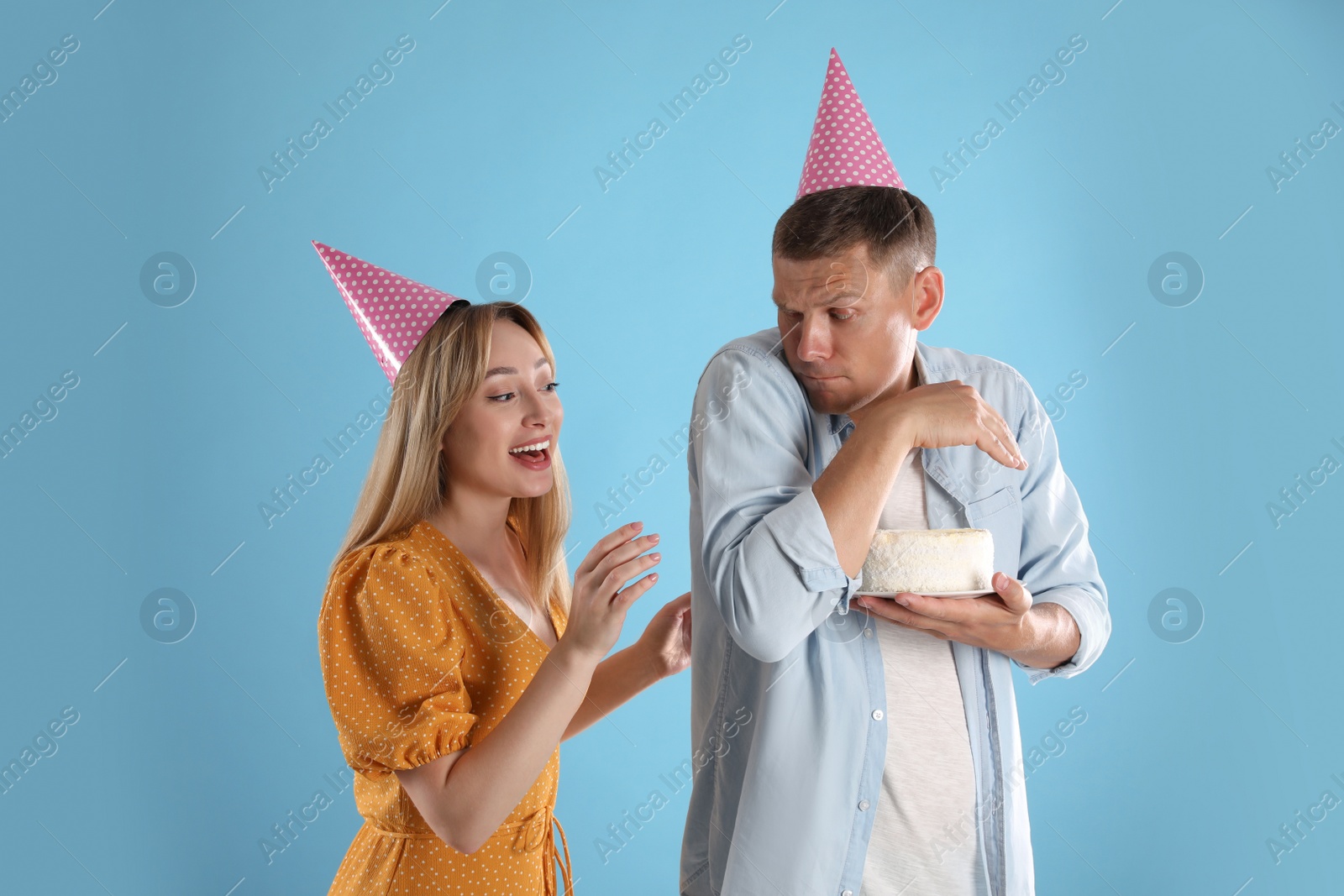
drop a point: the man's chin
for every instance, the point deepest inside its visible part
(823, 399)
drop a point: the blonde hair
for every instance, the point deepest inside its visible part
(409, 474)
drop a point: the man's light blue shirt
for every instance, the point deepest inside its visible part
(788, 705)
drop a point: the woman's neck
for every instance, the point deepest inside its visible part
(476, 524)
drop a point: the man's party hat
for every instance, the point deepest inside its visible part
(846, 149)
(393, 312)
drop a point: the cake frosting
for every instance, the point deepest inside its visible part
(929, 560)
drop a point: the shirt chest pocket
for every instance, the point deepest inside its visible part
(1000, 513)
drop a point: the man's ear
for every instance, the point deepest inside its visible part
(927, 291)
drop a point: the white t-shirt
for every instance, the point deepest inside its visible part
(925, 841)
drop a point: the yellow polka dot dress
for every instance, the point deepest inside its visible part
(420, 658)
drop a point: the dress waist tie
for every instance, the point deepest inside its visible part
(535, 833)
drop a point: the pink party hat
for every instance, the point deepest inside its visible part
(846, 149)
(393, 312)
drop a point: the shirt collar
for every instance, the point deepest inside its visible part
(840, 422)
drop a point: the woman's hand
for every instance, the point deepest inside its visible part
(600, 600)
(667, 640)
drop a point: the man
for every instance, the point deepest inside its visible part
(880, 752)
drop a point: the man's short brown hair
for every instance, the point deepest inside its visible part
(895, 226)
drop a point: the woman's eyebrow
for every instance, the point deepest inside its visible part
(497, 371)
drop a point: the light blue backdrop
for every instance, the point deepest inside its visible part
(148, 473)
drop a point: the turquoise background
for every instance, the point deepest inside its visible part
(150, 476)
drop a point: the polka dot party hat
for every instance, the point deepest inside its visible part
(846, 149)
(393, 312)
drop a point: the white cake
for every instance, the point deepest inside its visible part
(929, 560)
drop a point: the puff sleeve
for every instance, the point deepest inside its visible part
(391, 647)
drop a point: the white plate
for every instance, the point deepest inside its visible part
(927, 594)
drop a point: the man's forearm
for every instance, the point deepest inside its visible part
(1052, 637)
(615, 680)
(853, 490)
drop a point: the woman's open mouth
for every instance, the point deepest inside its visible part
(535, 456)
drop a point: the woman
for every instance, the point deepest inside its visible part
(454, 653)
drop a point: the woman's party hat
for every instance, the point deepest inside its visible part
(393, 312)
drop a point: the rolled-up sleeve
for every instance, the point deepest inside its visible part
(1057, 563)
(766, 548)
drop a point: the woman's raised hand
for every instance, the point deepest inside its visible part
(601, 597)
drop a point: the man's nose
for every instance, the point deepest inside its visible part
(813, 338)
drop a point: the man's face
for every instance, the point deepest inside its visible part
(848, 331)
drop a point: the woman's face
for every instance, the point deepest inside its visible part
(517, 406)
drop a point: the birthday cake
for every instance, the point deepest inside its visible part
(929, 560)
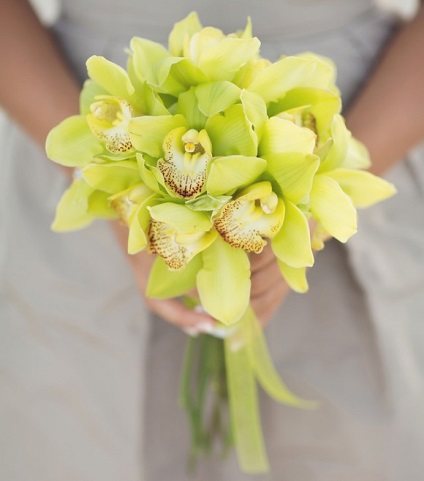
◆ ◆ ◆ ◆ ◆
Please reproduce all of the data above verbatim, leaving out the pictures.

drop a point: the man's chin
for every instance, the point deepest inside its visible part
(823, 399)
drop a point: the blonde hair
for every instance, the point deepest inside its visible part
(409, 474)
drop a point: the man's light blue shirt
for every instance, the point deepest inside its visible part
(788, 705)
drop a point: the woman's neck
for every instance, the point deepest inside its visible part
(476, 524)
drop a point: the man's party hat
for every instance, the point deepest inside its visible part
(846, 149)
(393, 312)
drop a point: the cake frosting
for every instance, the point deepest inside its visible part
(929, 560)
drop a point: the shirt chest pocket
for every instance, the point deepest inside its visible part
(1000, 513)
drop a point: the man's ear
for every instance, the point deepest inside its visible part
(927, 291)
drop a point: the white t-shirt
for every instance, the point deepest inside its visible part
(925, 841)
drop a point: the yellow polka dot dress
for every instance, the point deepest inside its visible part
(420, 658)
drop a point: the dress waist tie
for every instance, the point deepest inside its visible part
(535, 833)
drop a point: the pink party hat
for every instance, the point deepest inside its visible part
(846, 149)
(393, 312)
drop a point: the shirt collar
for every instance, the point deepest inside its visible part
(840, 422)
drop a point: the woman's hand
for every instance, the point deepest inside its visible part
(600, 600)
(667, 640)
drop a point: the man
for every instance, the point deepest inside its visible part
(880, 752)
drop a point: the man's short brown hair
for every instance, the point deepest inside its visible part
(895, 226)
drop a point: the woman's eyebrow
for every instance, the point deepest inside its visible part
(497, 371)
drop a point: the light blue backdrop
for every instance, the point deepest inside its visible part
(148, 473)
drop a point: the turquoise background
for every instance, the point deepest inside its visible part
(150, 476)
drop a point: the polka dot party hat
for every instance, the point deepest inside its visible part
(846, 149)
(393, 312)
drop a point: the white cake
for every instance, the point deepest inside its visible part
(929, 560)
drop a point: the puff sleeve
for every instance, the point deepest inside its visible part
(391, 647)
drop a point: the white plate
for every instance, the point deepest inside its visible part
(927, 594)
drop a point: the man's forearm
for every instance, the point deepest inside its visible part
(1052, 637)
(615, 680)
(853, 490)
drop a point: the woman's open mouth
for every instance, the point deepest inside its visible part
(535, 456)
drop a point: the woman
for every instance, the point deepest inside its visible part
(454, 653)
drop a point: the woman's party hat
for every instance, the point deepest inside its visible part
(393, 312)
drop a point: the rolled-up sleeve
for every instance, the point deepest inside its visible part
(1057, 563)
(766, 548)
drop a point: the woman's raised hand
for every instance, the point deepest inside its visible part
(601, 597)
drop a point: the man's nose
for every instance, the point deepest inside its visible part
(813, 338)
drop a point: the man's face
for every instance, the point deepest inside its visible part
(848, 331)
drop a point: the woman's face
for every instance, the point deepest inside its visible part
(517, 406)
drop a point: the birthday cake
for every instance, the point deepest inside its visible part
(929, 560)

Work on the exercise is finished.